Required work:
Locate each line in the items below that contains the word "stone", and copy every such line in full.

Excerpts from a location annotation dataset
** START **

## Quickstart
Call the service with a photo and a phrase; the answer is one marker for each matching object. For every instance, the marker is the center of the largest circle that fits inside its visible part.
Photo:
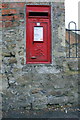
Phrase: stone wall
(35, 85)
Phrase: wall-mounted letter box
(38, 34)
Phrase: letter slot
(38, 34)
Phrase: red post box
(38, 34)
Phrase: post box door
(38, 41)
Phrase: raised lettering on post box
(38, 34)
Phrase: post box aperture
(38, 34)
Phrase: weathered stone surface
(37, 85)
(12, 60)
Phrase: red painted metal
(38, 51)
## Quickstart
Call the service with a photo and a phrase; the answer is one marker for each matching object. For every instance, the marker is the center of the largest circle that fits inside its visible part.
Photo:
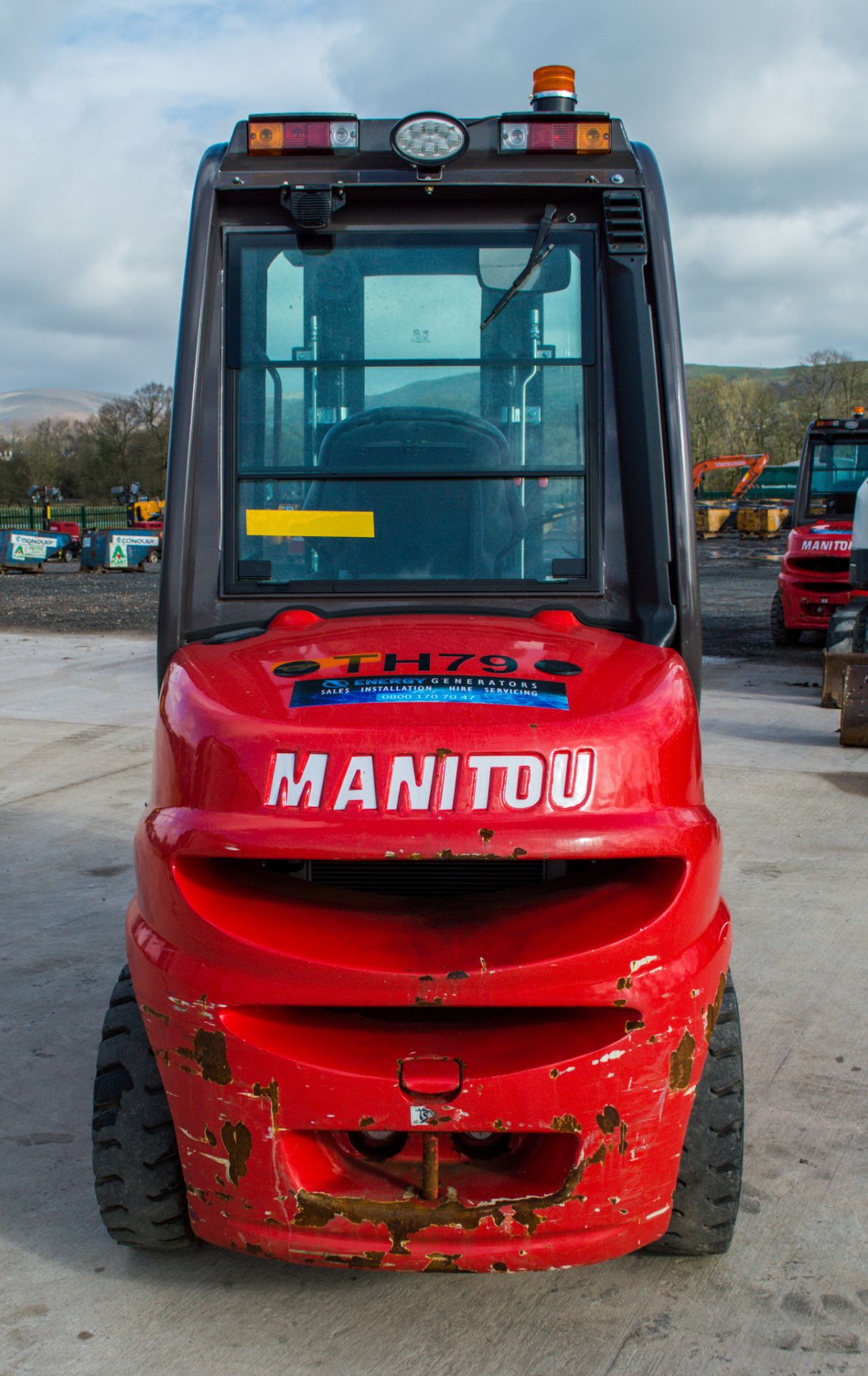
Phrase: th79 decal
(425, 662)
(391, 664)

** END **
** START **

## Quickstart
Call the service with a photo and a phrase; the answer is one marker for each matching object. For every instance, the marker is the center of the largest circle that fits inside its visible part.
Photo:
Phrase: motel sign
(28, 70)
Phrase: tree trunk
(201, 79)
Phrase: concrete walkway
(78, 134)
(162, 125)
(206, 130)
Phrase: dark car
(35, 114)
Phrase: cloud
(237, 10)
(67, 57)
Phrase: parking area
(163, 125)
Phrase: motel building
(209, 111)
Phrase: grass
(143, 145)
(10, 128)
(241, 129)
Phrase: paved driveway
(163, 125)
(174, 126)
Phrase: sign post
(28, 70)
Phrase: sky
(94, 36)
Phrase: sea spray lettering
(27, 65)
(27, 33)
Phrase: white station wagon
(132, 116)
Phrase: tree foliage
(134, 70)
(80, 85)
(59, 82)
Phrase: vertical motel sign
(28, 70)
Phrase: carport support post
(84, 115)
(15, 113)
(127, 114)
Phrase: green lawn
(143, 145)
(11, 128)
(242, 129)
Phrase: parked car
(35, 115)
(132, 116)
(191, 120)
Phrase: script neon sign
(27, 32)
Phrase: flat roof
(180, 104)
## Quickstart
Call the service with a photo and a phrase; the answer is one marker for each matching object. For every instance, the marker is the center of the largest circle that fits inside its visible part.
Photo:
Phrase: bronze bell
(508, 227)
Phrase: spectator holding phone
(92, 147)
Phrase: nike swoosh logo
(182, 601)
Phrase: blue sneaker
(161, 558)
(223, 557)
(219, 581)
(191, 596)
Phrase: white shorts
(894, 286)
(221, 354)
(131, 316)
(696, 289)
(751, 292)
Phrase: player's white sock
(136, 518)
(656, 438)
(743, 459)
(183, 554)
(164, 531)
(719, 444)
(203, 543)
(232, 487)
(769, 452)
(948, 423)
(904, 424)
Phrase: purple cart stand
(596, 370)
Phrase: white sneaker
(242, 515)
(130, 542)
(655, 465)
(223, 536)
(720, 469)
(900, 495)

** END **

Solution to this exercise:
Phrase: stone wall
Phrase: weathered stone surface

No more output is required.